PROBLEM TO SOLVE: Copy the listing below, starting at the line containing "find the calm" and ending at its last line, requests included, with each bounding-box coordinate in the answers scaled by 1.6 and rounded to a whole number, halves up. Keep the numbers in the requests and their format samples unchanged, and output only those lines.

--- START EXERCISE INPUT ---

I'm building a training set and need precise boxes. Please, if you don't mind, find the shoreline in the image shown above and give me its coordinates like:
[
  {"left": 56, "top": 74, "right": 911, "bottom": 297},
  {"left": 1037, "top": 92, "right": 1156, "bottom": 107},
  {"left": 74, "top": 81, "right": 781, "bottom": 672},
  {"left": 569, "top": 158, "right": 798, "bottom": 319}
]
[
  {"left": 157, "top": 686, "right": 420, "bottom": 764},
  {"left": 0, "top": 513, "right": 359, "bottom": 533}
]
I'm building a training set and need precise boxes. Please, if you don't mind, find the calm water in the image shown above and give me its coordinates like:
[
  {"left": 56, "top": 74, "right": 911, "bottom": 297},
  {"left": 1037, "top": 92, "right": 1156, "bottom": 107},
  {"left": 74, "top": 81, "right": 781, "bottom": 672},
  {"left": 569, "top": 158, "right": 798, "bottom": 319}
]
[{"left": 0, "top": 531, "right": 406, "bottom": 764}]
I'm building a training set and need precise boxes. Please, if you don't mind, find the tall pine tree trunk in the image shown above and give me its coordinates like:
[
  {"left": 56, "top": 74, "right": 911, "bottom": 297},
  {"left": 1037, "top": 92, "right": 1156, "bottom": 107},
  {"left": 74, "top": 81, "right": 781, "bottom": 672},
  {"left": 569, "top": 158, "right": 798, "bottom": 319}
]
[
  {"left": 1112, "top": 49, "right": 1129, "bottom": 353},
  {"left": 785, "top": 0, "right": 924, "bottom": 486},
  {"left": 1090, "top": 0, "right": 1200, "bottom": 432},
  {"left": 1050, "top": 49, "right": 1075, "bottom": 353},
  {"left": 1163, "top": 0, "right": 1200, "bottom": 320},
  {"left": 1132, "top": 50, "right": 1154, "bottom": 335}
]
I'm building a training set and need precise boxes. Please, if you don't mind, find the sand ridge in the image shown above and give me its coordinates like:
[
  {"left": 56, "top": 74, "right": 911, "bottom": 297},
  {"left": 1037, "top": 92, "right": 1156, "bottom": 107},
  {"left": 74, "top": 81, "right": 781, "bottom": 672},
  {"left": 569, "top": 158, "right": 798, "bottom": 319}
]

--- END EXERCISE INPUT ---

SOLUTION FOR THIS PROBLEM:
I'm building a training set and need precise boxes. Please, if you don't mind, find the calm water in the image shown above and give me its coordinates like:
[
  {"left": 56, "top": 74, "right": 911, "bottom": 297},
  {"left": 1037, "top": 92, "right": 1156, "bottom": 107},
  {"left": 74, "top": 81, "right": 781, "bottom": 672},
  {"left": 569, "top": 158, "right": 798, "bottom": 319}
]
[{"left": 0, "top": 850, "right": 650, "bottom": 1222}]
I'm building a training set and need precise boxes. Please, if you don't mind, find the tall pine tree trunk in the image shown above and give me its coordinates like:
[
  {"left": 56, "top": 74, "right": 911, "bottom": 297},
  {"left": 1037, "top": 92, "right": 1156, "bottom": 107},
  {"left": 74, "top": 81, "right": 781, "bottom": 672},
  {"left": 569, "top": 158, "right": 798, "bottom": 319}
]
[
  {"left": 1779, "top": 78, "right": 1806, "bottom": 565},
  {"left": 1256, "top": 0, "right": 1478, "bottom": 778},
  {"left": 1744, "top": 0, "right": 1920, "bottom": 691},
  {"left": 1680, "top": 78, "right": 1720, "bottom": 565},
  {"left": 1861, "top": 0, "right": 1920, "bottom": 512},
  {"left": 1811, "top": 80, "right": 1846, "bottom": 536}
]
I'm building a training set and need precise boxes. Please, if you don't mind, find the sand ridge in the image shown above and give me its coordinates like:
[
  {"left": 56, "top": 74, "right": 911, "bottom": 297},
  {"left": 1037, "top": 92, "right": 1156, "bottom": 107},
  {"left": 74, "top": 81, "right": 781, "bottom": 672},
  {"left": 569, "top": 158, "right": 798, "bottom": 319}
]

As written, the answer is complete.